* [Latihan] Dalam teks tentang menjaga kehalalan, apa yang seketika dilakukan para tabiin ketika diingatkan bahwa makanan yang telah mereka makan ternyata mengandung yang haram?

***** Kutipan yang Disediakan

“taharrir halal”
Menjaga kehalalan
Tarbiyah
romadohon yang berhasil harus menghasilkan sebuah kehati-hatian atau sebuah
sikap yang permanen. Contoh kasus terkait makanan yang haram. “kami tidak akan pernah terlintas untuk makan
yang haram”. Bahkan dalam hal ini berlaku apa yang disebut “tawarru’ fil adami
akalil haram” berhati-hati pada makan yang haram. Hati-hati ini sikap seperti
lebay kata orang. Tapi kita lihat ibrahnya. Betapa para tabiin selalu
diingatkan ketika telah makan. Ketika diingatkan bahwa apa yang telah
dimakannya ternyata mengandung yang haram. Seketika itu langsung memuntahkan
apa yang dimakannya. Betapa hati-hatinya dalam perkara makan. Itu sebagai
bentuk kehati-hatian dari tabiin. Maka bentuk yang lainnya adalah dengan
bertaubat, bisa juga dengan menggantikan makanan yang ternyata punya orang
lain, dll.
Terus
berusaha menjaga apa yang masuk maupun apa yang dimiliki tetap halal. Ini menunjukkan
ibadah yang semakin baik. QS. Al-a’raf (wayahillu lakumuthayyibat… wal aghlalu)
itulah yang menjadi ciri khas ummat Muhammad saw secara khusus. Ciri khas ini sudah
dikenl oleh ahli taurat dan injil. Itulah ayat alquran yang menunjukkan betapa
pentingnya menjaga kehalalan. Hadist Bukhori menunjukkan bahwa “akan datang
sebuah massa di mana manusia pada umumnya tidak peduli manusia apakah mencari
hartanya itu dengan cara halal maupun haram”, jika kita mengikuti di lapangan,
hadist ini betul-betul terasa. Bahwa orang2 yang masih berusaha mempertahankan
kehalalan rizqkinya sangat asing di tengah orang yang tak perduli. Terlebih Sudah
haram terlebih campur dengan syirik kepada allah. Sebagaimana manusia yang
mecari rizqi dengan menumbalkan anaknya, misal anaknya dibuat gila atau mati demi
rizqi. Kita juga menemukan orang pergi ke gunung untuk mencari harta. Inilah fitnah
akhir zaman.
Tujuh
dosa besar, salah satunya adalah merampas harta anak yatim. 3 hal yang
mempengaruhi kehidupan manusia, syirik pada Allah, riba dan merampas harta anak
yatim. Inilah bentuk penyimpangan yang terjerumus harta haram. Pentingnya Gerakan
untuk mengajak ummat kepada Alquran, dengan alquran, maka penjagaan diri
manusia akan menjadi kuat. Qs. Alfajr ada ancaman yang dahsyat yaitu mereka
yang terjerumus dalam harta haram, maka sepertinya di dunia enak dan bebas,
sungguh di akhirat akan sangat beresiko yang luar biasa, sengsara yang bisa
jadi abadi, dll. Begitu juga jangan
ditanya dalam kehidupan ummat islam terdahulu, bagaimana mereka selalu
mewaspadai hal2 haram. Bukan lagi itungan bulan, tapi setiap saatnya.

**********
***** Data yang Ditampilkan

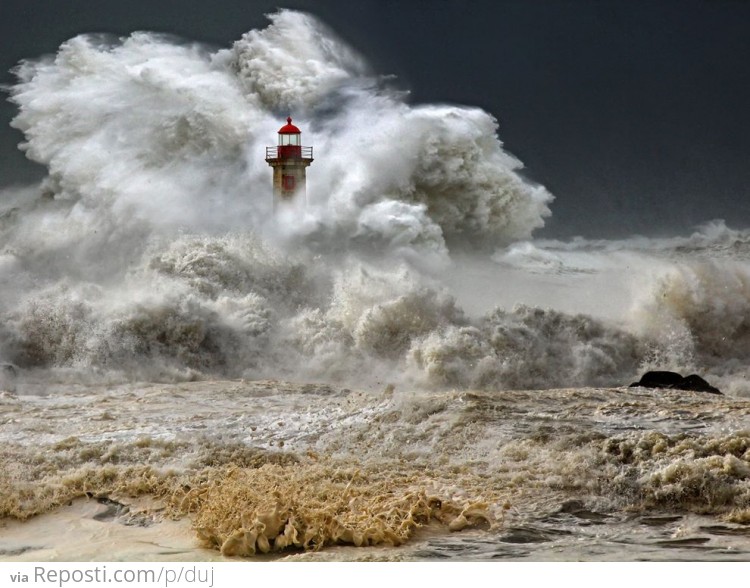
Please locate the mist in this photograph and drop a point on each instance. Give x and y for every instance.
(150, 250)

**********

* [Pembahasan Soal] Mereka seketika itu langsung memuntahkan apa yang telah dimakannya.